Direction: Reproduce the lines beginning with the line containing "Could you confirm whether any green" and continuing through the line containing "516 199 1024 378", requests included. Add -6 to each bounding box coordinate in the answers.

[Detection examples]

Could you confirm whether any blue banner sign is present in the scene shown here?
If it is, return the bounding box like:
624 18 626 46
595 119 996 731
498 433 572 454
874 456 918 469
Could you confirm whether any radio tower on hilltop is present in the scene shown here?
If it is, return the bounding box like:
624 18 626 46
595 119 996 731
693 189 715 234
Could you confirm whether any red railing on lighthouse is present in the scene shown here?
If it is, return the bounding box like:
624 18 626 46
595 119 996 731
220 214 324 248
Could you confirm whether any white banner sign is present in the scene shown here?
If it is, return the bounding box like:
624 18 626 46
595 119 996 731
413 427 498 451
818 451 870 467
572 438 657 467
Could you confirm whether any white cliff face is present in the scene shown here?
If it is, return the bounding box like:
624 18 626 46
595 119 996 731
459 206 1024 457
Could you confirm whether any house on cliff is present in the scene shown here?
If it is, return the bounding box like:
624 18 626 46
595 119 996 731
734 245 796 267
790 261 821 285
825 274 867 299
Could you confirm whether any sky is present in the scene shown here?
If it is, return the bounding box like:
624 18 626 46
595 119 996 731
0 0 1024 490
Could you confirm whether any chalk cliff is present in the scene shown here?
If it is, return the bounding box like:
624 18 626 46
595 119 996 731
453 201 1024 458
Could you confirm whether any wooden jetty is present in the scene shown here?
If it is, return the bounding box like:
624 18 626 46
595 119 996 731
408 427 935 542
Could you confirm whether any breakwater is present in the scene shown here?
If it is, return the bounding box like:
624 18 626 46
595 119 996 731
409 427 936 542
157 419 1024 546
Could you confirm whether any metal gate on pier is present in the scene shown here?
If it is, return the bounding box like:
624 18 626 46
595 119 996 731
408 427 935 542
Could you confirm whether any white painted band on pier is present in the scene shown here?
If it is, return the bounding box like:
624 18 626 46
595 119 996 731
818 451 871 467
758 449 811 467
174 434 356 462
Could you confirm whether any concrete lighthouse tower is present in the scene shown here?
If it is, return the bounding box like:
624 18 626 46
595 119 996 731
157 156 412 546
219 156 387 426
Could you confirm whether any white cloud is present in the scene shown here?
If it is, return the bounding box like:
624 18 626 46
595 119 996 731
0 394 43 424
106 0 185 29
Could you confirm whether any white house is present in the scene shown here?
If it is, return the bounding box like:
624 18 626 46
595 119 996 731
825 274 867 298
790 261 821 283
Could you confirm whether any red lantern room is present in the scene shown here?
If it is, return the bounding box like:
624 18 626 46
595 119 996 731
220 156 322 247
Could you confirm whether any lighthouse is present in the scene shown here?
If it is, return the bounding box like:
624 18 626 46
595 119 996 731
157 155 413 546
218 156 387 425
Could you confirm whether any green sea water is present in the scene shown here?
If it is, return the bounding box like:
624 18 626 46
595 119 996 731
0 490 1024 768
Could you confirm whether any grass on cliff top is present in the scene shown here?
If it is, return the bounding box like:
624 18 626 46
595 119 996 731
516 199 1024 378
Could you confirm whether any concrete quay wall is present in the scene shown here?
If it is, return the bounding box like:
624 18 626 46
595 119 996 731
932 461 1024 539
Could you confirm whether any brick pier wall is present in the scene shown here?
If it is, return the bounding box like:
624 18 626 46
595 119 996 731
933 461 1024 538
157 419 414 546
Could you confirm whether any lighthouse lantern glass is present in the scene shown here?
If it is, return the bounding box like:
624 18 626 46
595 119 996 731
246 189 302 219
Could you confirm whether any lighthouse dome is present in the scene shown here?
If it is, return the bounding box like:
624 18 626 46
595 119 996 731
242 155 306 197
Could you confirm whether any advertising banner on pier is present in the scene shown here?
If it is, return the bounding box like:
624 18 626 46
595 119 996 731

Problem solution:
Could you confirm whether any green sea water is present in the scene shown here?
If it is, return the bounding box like:
624 18 626 46
595 119 996 731
-6 484 1018 762
Could you confirm whether any grass on cliff top is present in the scene shown here?
If it is, return the bounding box like:
624 18 626 46
595 119 996 731
510 193 1018 372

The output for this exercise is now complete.